---------- Document extract
Featured is a quote from LWN indicting the "software industry" and its "brittle dependencies". What's ironic about this? It's squarely about the parts of the software industry that deal in things that are _not_ meant to be painted in the browser.

If you want a solution to the (perceived) churn, it's funnily enough right in the quote from Mark Pilgrim: "I've migrated to HTML 4". HTML is almost certainly not going to end up drifting in such a way that DJB's qhasm bibliography page[1] is ever going to break. HTML and the Web standards in general are, with extremely rare exceptions, cumulative. It's pretty frightening how many technical people don't understand this; the Web is intentionally engineered to serve as "the infrastructure for handling humanity's publishing needs indefinitely"[2]. More frightening is that the biggest threat to this are people like the author here who treat the Web as if it's like any other thing that the computing industry puts out—i.e., already perennially broken. This is dangerous because it anachronistically cedes power to folks who'd try to argue at some point in the future that the things about the Web that they'd like to break (and might be in a position to break e.g. due to browser monopoly) are justified and no big deal, really.

The author goes on to call out the Web ("of rubbish") as "user-hostile". Shortly afterward, he or she writes that "PDF makes a stand against the churn". More accurately, PDF makes a stand against the user, by prioritizing authors' creative whims over the reader's needs. This happens again later in their remarks about PDFs being page-oriented: "you are fundamentally not in control of the reading experience." The "you" here is not you, the actual reader. The control they refer to is, once again, the author's.

You get other poor arguments—that PDFs are "offlineable" "files" that can be distributed "decentralized", none of which are accurate criticisms against what HTML lacks—unless those Java documentation zipballs that seemingly every university student enrolled in a CS program in the early 2000s was made to download are a collective hallucination.

And it gets worse from there. Cute stunt to grab attention and all, but the arguments are fundamentally bankrupt.

1. http://cr.yp.to/qhasm/literature.html

2. https://news.ycombinator.com/item?id=27368632



Thank you for this detailed response!!
--------------------
Please answer from the comment on PDFs and the Web: according to it, what does PDF more accurately make a stand against?
---------- Entries provided
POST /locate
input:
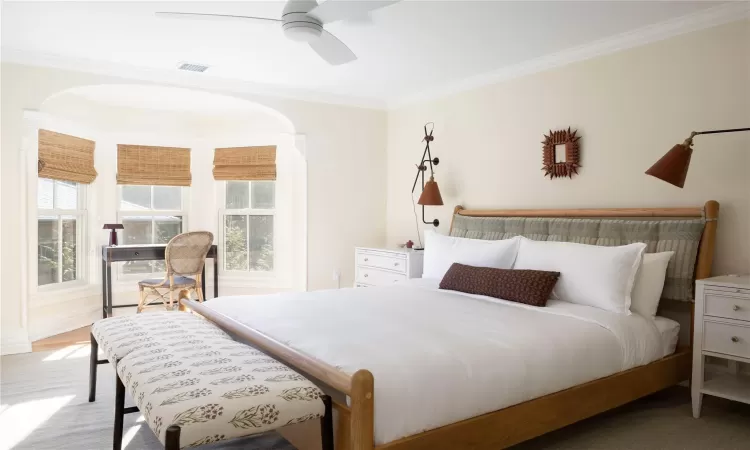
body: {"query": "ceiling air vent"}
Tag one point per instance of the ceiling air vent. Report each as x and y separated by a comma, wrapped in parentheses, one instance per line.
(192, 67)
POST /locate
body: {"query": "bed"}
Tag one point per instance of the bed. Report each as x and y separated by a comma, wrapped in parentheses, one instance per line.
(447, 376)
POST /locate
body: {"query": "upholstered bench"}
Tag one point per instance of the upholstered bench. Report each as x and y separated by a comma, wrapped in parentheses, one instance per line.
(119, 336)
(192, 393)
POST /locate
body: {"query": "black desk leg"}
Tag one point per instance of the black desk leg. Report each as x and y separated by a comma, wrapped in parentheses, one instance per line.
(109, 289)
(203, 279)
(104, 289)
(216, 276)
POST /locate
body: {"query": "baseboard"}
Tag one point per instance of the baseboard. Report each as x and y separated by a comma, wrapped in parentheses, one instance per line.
--------------------
### Solution to this exercise
PDF makes a stand against the user, by prioritizing authors' creative whims over the reader's needs.